**GOALS**
• A. In the forum post about Python regex, translate this sentence into Spanish: "Hi i would like to code me a small helper Tool in Python it should process the following content:"
• B. Continue the forum post about replacing table text with Python regex, starting right after its final sentence.

**SELECTED EXTRACT**
简体   繁体   中英

Python Regex Scrape & Replace String

Hi i would like to code me a small helper Tool in Python it should process the following content:

<tr>
 <td><p>L1</p></td>
 <td><p>(4.000x2.300x500;   4,6m³)</p></td>
 <td><p>&nbsp;</p></td>
 <td><p> 1.221 kg</p></td>
 </tr>
 <tr>
 <td><p>L2</p></td>
 <td><p>(4.250x2.300x500;   4,9m³)</p></td>
 <td><p>&nbsp;</p></td>
 <td><p> 1.279 kg</p></td>
 </tr>
 <tr>
 <td><p>L3</p></td>
 <td><p>(4.500x2.300x500;   5,2m³)</p></td>
 <td><p>&nbsp;</p></td>
 <td><p> 1.321 kg</p></td>
 </tr>
 <tr>
 <td><p>L4</p></td>
 <td><p>(4.750x2.300x500;   5,5m³)</p></td>
 <td><p>&nbsp;</p></td>
 <td><p> 1.364 kg</p></td>
 </tr>

It should replace the &nbsp; of each table row with the the volume in this case everthing between the ; and the ) in the second table data field of each row.

**ENTRIES SHOWN**
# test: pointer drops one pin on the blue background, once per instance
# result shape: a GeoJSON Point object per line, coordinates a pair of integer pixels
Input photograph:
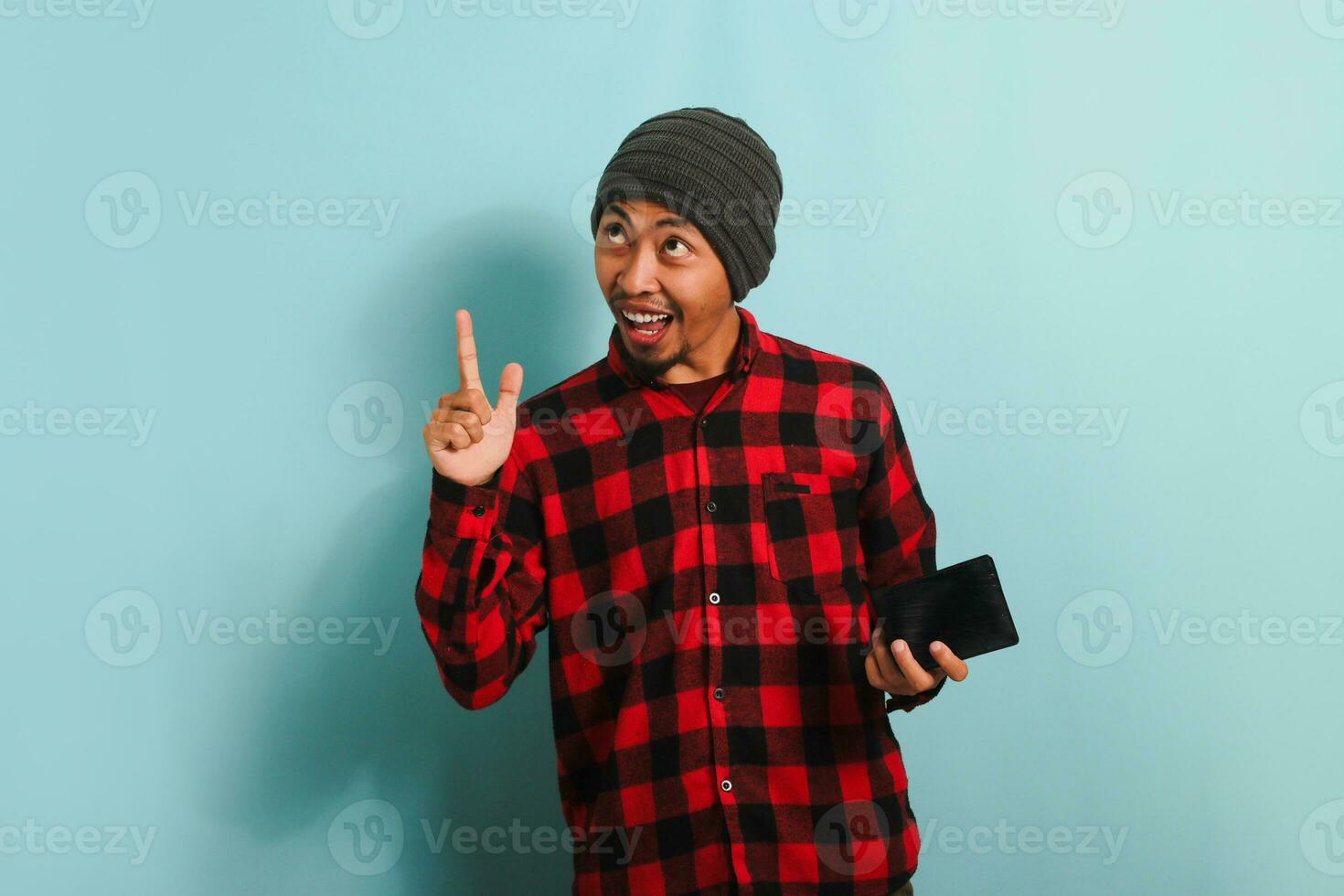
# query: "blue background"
{"type": "Point", "coordinates": [1019, 171]}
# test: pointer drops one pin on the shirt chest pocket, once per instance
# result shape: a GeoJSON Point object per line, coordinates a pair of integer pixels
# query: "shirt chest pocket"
{"type": "Point", "coordinates": [812, 531]}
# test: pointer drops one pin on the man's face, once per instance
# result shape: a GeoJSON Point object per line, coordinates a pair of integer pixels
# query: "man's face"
{"type": "Point", "coordinates": [651, 261]}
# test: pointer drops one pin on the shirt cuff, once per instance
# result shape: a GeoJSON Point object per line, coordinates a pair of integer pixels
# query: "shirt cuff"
{"type": "Point", "coordinates": [914, 700]}
{"type": "Point", "coordinates": [464, 511]}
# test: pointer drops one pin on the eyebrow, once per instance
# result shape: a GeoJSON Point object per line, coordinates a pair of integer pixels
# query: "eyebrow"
{"type": "Point", "coordinates": [661, 222]}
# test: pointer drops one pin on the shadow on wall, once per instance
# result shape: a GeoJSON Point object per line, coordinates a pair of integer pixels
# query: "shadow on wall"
{"type": "Point", "coordinates": [339, 726]}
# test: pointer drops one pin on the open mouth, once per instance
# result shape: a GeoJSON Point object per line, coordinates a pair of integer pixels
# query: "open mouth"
{"type": "Point", "coordinates": [645, 329]}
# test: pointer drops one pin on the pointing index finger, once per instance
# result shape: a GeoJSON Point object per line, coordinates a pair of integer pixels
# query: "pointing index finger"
{"type": "Point", "coordinates": [468, 371]}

**EXPECTED RESPONSES**
• A. Hola, me gustaría programar una pequeña herramienta auxiliar en Python que debería procesar el siguiente contenido:

• B.
i started to code it in python like that and i could allready scrape the Volume with a regex statement but my logic ends on how to put the values on the right place. any idea ? here is my code

import BeautifulSoup
import re

with open('3mmcontainer.html') as f:
    content = f.read()
f.close()

#print content

contentsoup = BeautifulSoup.BeautifulSoup(content)

for tablerow in contentsoup.findAll('tr'):
    inhalt = str(tablerow.contents[3])
    print inhalt


    match = re.findall('\;(.*?)\)', inhalt)


    print match
# for x in match:
#    volumen = x.lstrip()
#    print volumen

   #f = open('3mmcontainer.html', 'w')
   #newdata = f.replace("&nbsp;", volumen)
   #f.write(newdata)
   #f.close()


#m = re.search('\;(.*?)\)', inhalt)
# print m

# volumen = re.compile(r'\;(.*?)\)')
# volumen.match(tablerow.contents[3])

NB: you don't need to call close() because the with statement will do it for you.

You can use a simple function to transform each row ( <tr/> ):

import re


def parse_inhalt(content):
    td_list = re.findall(r"<td>(?:(?!</td>).)+</td>", content)
    vol_content = td_list[1]
    vol = re.findall(r";([^)]+)", vol_content)[0]
    return content.replace("&nbsp;", vol)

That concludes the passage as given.